• **SHORT TASK**
Identify every line of the items that contains the string "woman" and copy each such line.

• **DATA SUPPLIED**
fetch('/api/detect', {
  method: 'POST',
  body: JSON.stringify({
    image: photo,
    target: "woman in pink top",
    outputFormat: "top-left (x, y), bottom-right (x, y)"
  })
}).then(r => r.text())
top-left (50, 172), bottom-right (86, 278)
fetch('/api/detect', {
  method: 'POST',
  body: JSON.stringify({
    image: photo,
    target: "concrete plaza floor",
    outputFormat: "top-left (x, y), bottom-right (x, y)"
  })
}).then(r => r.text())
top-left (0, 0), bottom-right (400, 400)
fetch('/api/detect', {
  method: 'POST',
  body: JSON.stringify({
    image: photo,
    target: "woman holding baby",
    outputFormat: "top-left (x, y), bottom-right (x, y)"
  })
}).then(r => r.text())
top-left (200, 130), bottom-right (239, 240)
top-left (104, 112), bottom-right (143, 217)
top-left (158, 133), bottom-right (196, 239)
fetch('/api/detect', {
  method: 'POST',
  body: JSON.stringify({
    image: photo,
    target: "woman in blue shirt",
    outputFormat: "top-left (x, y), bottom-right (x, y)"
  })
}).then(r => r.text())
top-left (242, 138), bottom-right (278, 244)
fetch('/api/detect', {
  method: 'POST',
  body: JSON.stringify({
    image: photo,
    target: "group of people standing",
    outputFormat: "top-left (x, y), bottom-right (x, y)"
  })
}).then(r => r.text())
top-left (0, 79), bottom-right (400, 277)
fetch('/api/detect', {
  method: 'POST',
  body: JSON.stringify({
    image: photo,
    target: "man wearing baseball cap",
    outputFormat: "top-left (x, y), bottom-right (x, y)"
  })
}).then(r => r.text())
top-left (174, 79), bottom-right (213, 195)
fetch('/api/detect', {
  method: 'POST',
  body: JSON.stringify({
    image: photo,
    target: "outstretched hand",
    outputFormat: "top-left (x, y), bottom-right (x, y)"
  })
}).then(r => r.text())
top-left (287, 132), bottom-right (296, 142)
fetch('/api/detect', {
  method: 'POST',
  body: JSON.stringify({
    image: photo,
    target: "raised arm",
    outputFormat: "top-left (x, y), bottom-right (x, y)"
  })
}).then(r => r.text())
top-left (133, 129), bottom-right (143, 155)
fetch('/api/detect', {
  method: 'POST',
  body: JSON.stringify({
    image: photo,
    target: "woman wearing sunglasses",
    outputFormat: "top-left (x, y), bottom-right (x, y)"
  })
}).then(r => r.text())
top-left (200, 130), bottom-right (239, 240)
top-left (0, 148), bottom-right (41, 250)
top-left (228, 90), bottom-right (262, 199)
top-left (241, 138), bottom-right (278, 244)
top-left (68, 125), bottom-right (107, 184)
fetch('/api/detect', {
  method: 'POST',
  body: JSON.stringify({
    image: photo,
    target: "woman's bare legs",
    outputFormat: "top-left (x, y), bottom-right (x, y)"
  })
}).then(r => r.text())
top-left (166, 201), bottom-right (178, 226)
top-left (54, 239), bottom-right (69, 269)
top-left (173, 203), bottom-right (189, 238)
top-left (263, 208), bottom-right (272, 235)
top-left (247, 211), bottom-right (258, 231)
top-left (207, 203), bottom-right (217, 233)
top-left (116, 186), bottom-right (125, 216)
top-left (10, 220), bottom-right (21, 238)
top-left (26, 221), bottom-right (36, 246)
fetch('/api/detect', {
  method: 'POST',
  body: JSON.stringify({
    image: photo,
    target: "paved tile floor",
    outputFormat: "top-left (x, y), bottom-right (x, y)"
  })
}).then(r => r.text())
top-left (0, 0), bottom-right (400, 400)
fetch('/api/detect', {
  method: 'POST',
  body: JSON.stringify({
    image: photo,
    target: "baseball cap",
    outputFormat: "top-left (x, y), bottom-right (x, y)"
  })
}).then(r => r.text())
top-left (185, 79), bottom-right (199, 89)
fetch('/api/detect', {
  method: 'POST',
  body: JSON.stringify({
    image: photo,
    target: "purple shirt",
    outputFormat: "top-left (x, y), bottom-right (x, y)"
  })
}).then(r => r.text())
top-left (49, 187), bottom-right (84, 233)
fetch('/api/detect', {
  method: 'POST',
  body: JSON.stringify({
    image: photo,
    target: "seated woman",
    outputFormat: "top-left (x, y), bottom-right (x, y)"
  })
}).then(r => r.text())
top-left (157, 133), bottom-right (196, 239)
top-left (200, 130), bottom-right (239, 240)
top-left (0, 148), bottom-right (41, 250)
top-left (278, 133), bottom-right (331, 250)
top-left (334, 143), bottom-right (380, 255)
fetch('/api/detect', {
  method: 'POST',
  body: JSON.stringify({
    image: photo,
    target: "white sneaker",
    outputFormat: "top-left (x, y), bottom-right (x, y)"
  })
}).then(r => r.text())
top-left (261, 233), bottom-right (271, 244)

• **SOLUTION TO THIS PROBLEM**
    target: "woman in pink top",
    target: "woman holding baby",
    target: "woman in blue shirt",
    target: "woman wearing sunglasses",
    target: "woman's bare legs",
    target: "seated woman",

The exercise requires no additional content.